[begin Page extract]

Don’t Wanna be a Yoko
As I sit here writing this, it’s a weird day for me. I was vulnerable for a moment last night (something any of my friends will tell you is not surprising), and this afternoon one of my articles about disability was featured with a prominent media outlet, which prompted several emails from strangers.
And then I cried. One of those cries where once you start, you can’t stop, but you’re so happy and sad all at the same time. I was so happy that people are benefiting from something I wrote, and felt immense pride.
But these same emails also devastated me because they are a reminder of what I am. What I have. What I lack, and that while I have done a fair amount in my life, I still get afraid that I’m not enough or that I can hold (or have held) back the people I love at times. But I think everyone feels this way, at least sometimes?
So it’s with this weird day, and tears still streaming my face an hour later, I can’t stop thinking about this fear that lingers in me. Days like this bring it back, because I often get cocky and forget that I can’t do everything. I can’t do the hike at Yosemite I’ve been looking at, or go to most rooftop parties in Manhattan, or even to most of the cool underground bars. I can’t even live in the city I worked my ass off to move to, because you can’t find a wheelchair accessible apartment in New York City for under $3k a month. Yes, I’m aware how trivial these things are and how privileged I am that I otherwise would have the opportunity to do these things, but I can’t say enough how sorry it makes me that I can’t. And I can’t say enough how much these realities have impacted my romantic relationships, friendships and job prospects.

[end Page extract]
[begin Extracted records]

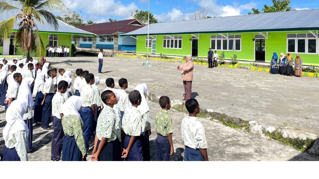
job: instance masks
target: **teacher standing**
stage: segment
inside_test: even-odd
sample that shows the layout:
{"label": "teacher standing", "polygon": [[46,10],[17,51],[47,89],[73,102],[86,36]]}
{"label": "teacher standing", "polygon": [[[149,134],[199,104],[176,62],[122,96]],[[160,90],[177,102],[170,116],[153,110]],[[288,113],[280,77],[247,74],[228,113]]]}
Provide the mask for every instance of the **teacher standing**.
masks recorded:
{"label": "teacher standing", "polygon": [[98,57],[99,57],[99,73],[103,73],[102,72],[102,67],[103,66],[103,49],[100,49],[100,52],[99,53]]}
{"label": "teacher standing", "polygon": [[185,57],[186,62],[182,66],[177,66],[177,70],[183,70],[182,73],[182,79],[184,84],[185,97],[182,101],[185,101],[192,98],[192,83],[193,81],[193,72],[195,72],[194,64],[190,55]]}

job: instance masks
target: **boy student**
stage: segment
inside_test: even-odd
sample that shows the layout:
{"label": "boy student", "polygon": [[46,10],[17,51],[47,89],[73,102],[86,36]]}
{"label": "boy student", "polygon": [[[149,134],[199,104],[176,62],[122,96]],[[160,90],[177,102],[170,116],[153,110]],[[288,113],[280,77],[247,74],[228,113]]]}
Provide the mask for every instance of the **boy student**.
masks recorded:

[end Extracted records]

Tasks for this exercise:
[1] According to the essay, why can't the writer live in New York City?
[2] Copy the essay from "But these same" down to "at least sometimes?", putting "scared" in place of "afraid".
[3] Continue the essay about disability and the fear of holding back loved ones, starting after its last sentence.

Answers in order:
[1] Because a wheelchair accessible apartment can't be found there for under $3k a month.

[2]
But these same emails also devastated me because they are a reminder of what I am. What I have. What I lack, and that while I have done a fair amount in my life, I still get scared that I’m not enough or that I can hold (or have held) back the people I love at times. But I think everyone feels this way, at least sometimes?

[3]
I have (probably?) the greatest boyfriend in the world. With the exception of being a more picky eater than a 2 year-old with IBS, he’s an incredibly interesting, sweet, outgoing and funny person. Today’s events made me realize just how sad, sorry and scared I am that sometimes I may hold him back from the things and people he enjoys most. Who am I to do that to someone? I can assure you, great tits will get you far, but mine are not nearly enough to make up for all the hikes or comedy shows he may miss because of me.
Some days I could understand why someone would want to ask him, “what the hell are you doing with her.” Which for the record, his best friend basically asked before we went on our first date. When I found out, I sobbed, not because I felt this was mean, but because I understood. Your friends are always going to look out what’s best for you, so of course his friends and family would think about my challenges before they think of my triumphs.
Essentially, without asking, his friend wanted to know: is this girl going to be your Yoko?! And I find myself sometimes asking the same thing, because it would break my heart to see him miss any opportunity because of me.
A Good Relationship
Whether love is romantic, platonic, family, the love for your pet, or anything else, it should at the very least come with a sense of calm and security. But when we fear that we’re not enough, it’s easy to lose the sense of inner calm, which is most important, and impact the sense of security our loved one feels towards us.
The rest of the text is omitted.